> PAGE EXCERPT:

In the growing world of mental health, there has been a growing amount of mental health professionals. According to the Department of Labor’s Bureau Statistics, in 2017, there were 577,000 mental health professionals practicing in the United States.

As the world is beginning to put a larger focus on mental health, more and more people are turning to mental health for their career paths. 

That being said, with this increasing number of mental health professionals, we now have to think about who’s taking care of them? 

There has been a lot happening in the world recently: politically, socially, and economically. Although there certainly are groups of people who have been hit harder than others in the last year, it is safe to say that everyone has been affected in one way or another…even the mental health professionals. A large part of working in the mental health system is having self-awareness. This level of self-awareness expected also means that those working in the mental health field have to recognize when they might need some extra help themselves. 

It’s difficult to acknowledge what may be going on in your own life when you spend your time trying to help others sort through and cope with their own difficulties, trauma, and life experiences. However, it is important to understand that in order to help other people, you have to help yourself first. 

Chronic stress can have severe consequences on an individual’s well-being, no matter how informed they are on mental health and wellness. In addition, it can also lead to burnout. Burnout is a state of emotional, mental, and physical exhaustion, which can occur from a continued period of excess stress. Emotional exhaustion is something that probably resonates with many mental health professionals. Because of the nature of their careers, prolonged periods of stress are unfortunately not abnormal.

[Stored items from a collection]
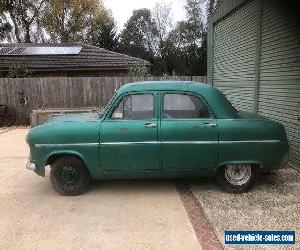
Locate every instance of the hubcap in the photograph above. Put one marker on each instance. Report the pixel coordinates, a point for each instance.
(69, 176)
(238, 174)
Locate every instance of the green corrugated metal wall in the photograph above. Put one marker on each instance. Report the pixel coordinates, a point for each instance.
(279, 85)
(234, 55)
(254, 58)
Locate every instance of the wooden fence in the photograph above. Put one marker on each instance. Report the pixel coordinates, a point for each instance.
(26, 94)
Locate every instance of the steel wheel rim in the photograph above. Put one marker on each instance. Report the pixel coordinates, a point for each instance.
(238, 174)
(69, 176)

> PROBLEM DESCRIPTION:
According to the excerpt on caring for mental health professionals, why do people working in the field have to recognize when they might need extra help themselves?

> SOLUTION:
A large part of working in the mental health system is having self-awareness. That expected level of self-awareness means they must also recognize when they need help. The text adds that to help other people, you have to help yourself first.